▸ **DOCUMENT TEXT**
-=-=-

Mathematical Expressions

Many people think that to be a good programmer, you need to be "good at math". However, I would argue that this is not necessarily the case. Being good at math is often equated to being good at arithmetic (add, subtract, multiply, divide numbers). While this skill is important and very very useful, the far more important skill is to understand what these operators do and when you should use what operator. Knowing what operator to apply in different situations will help you write better and more efficient programs.

This section looks at problems that have to do with using mathematical opertors. Data types that you learned about in the previous section will also play an important role.

Problem:

Write a program that will ask the user to enter the radius of a sphere (a floating point value). The program will then print out the volume of that sphere.

How would we go about solving this problem?

1. We must ask user for radius (output)

2. We must read in a radius value (input)

3. We must use this number to calculate the volume of a sphere (calculation)

4. We must print out the result.

Now, if we look at the above, we actually already know how to do steps 1, 2, and 4. This is actually very similar to the addition program in the last chapter. The only step that is really new is the addition of a more complicated operation for calculating volume of a sphere as opposed to just adding two numbers together.

Given this, we can set out the initial skeleton of our program as follows:

#include <stdio.h>
int main(void){

    double radius;  /*problem said radius was floating point*/

    double volume; /*it stands to reason that if the radius is a floating point, the volume will also be floating point*/
    printf("Please enter the radius of the sphere: ");
    /*note that while we may formulate our output with
    number of decimal places, it is always wrong to do it for scanf*/
    scanf("%lf",&radius);

    /*do some math here to find volume*/

    printf("The volume of the sphere is: %.2lf\n",volume);
}

Doing any quick web search, what you will find the following forula for calculating the volume of a sphere:

$volume of sphere = (4/3)*pi* r^3$

So, lets see how we would write this into our code:

Now... lets start with assignment operator. The assignment operator in C is written with a single = sign. In math, the = sign means things are the same on left and right. Usually it doesn't matter too much if we have x = y or y = x... because in the end it pretty much means the same things. At least that is what we are use to.

However, in C (and many many other programming languages), this is not the case.

In C, the = sign is called the assignment operator. It means MAKE the thing on the left be the same as right. Firstly it will never be correct to have an expression like the following:

So, firstly it will never be correct to have an expression like the following:

int x;

/*this is wrong, program will not compile*/
3 = x;

The reason this is wrong is because you cannot no matter how much you try, 3 cannot be anything other than 3. 3 is 3. Thats it.

The operand on the left hand side of the assignment (=) operator, must be an Lvalue. That is, it must be something that you can put a value into. So, since 3 is not an Lvalue (we can't change it), the expression we had will not compile.

-=-=-

▸ **SUPPLIED DATA**
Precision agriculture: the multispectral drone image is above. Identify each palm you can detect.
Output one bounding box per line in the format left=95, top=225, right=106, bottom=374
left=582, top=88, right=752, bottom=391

-=-=-

▸ **AIM**
In the page on mathematical expressions in C, what must the operand on the left side of the assignment operator be?

▸ **WORKED ANSWER**
An Lvalue, meaning something you can put a value into.